--- START ---

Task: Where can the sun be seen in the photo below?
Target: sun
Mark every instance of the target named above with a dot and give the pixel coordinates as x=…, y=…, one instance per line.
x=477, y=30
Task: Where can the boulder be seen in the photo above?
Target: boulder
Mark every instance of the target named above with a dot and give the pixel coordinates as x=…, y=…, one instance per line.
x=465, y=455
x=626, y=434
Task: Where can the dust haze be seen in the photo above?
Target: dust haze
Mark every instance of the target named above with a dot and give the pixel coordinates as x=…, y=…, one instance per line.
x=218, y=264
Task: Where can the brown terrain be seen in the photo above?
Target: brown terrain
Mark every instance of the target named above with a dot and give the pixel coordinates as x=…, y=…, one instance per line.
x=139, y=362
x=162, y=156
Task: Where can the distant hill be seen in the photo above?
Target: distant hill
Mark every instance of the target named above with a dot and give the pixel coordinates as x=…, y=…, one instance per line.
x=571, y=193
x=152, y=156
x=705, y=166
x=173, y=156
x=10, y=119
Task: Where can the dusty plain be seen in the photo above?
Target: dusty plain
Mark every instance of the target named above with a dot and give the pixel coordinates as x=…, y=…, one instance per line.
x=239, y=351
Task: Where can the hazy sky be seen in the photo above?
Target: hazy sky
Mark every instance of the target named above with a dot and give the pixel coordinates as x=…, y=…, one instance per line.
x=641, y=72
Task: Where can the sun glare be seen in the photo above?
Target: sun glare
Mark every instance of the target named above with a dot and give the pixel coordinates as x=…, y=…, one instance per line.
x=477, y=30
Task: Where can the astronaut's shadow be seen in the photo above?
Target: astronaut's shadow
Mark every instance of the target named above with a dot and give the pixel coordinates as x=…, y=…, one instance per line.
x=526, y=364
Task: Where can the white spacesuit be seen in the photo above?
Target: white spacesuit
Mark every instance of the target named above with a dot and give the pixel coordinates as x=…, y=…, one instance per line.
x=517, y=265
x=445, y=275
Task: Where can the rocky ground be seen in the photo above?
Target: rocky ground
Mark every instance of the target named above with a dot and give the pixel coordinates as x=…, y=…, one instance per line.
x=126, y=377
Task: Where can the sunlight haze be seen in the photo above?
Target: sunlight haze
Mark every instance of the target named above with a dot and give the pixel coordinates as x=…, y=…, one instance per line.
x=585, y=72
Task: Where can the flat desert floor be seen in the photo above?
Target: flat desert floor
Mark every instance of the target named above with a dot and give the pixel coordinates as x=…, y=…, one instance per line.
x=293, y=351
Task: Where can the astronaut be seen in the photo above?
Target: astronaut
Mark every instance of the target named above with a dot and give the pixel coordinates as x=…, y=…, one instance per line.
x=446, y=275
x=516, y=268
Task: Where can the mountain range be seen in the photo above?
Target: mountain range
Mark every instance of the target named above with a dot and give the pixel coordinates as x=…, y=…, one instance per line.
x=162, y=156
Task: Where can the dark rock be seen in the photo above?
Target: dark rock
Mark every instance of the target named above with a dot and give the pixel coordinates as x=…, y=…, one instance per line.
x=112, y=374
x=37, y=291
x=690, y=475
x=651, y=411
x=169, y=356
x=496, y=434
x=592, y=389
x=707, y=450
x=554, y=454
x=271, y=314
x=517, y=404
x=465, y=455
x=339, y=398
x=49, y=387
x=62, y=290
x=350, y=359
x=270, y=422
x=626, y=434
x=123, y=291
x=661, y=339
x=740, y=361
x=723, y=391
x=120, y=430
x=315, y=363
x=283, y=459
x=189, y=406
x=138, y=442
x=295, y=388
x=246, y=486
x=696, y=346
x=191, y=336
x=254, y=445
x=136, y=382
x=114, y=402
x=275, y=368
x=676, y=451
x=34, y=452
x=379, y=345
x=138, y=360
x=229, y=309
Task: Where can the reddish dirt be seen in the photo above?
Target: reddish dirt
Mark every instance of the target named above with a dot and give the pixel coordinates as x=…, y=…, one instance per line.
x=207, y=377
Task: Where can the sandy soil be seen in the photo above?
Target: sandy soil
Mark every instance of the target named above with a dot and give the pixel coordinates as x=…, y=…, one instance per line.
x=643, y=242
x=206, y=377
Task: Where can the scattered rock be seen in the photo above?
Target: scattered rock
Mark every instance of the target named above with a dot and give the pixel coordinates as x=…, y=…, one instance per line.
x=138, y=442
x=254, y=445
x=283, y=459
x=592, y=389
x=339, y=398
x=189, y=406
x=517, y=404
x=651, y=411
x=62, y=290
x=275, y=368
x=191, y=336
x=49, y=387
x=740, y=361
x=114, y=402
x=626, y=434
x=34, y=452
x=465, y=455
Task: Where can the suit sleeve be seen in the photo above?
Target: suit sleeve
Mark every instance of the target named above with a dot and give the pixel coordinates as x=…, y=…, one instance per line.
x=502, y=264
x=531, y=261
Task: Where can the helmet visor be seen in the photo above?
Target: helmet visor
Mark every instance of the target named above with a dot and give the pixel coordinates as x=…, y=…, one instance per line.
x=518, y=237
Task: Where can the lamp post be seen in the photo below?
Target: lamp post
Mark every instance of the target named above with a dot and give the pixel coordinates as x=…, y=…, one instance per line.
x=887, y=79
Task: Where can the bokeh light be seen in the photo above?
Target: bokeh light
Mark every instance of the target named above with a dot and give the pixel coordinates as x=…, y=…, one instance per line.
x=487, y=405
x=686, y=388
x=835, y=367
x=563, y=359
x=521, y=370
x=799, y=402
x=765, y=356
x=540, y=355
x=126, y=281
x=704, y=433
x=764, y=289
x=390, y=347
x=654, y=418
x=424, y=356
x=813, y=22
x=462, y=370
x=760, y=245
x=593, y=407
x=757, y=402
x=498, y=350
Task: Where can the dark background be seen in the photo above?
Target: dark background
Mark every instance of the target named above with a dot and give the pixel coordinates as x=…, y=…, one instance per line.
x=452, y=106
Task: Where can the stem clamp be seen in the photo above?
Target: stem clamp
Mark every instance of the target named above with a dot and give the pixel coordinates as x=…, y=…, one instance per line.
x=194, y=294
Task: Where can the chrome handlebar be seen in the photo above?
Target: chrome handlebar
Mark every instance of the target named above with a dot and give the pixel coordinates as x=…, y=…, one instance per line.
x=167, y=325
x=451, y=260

--- END ---

EXERCISE DESCRIPTION → For this exercise, output exactly the lines above from the line with "Task: Where can the distant" to the line with "Target: hazy sky", counting both, and leave out the rest.

EXERCISE RESULT →
Task: Where can the distant hill be seen in the photo above?
Target: distant hill
Mark every instance of the target named above with a dot and give the pixel coordinates as x=…, y=…, one instance per line.
x=571, y=193
x=152, y=156
x=705, y=166
x=173, y=156
x=10, y=119
Task: Where can the dusty plain be seen in the photo above?
Target: dusty plain
Mark every instance of the target named above with a dot and give the pixel coordinates as x=…, y=…, one instance per line.
x=239, y=351
Task: Where can the hazy sky be seen in the photo above?
Target: hazy sky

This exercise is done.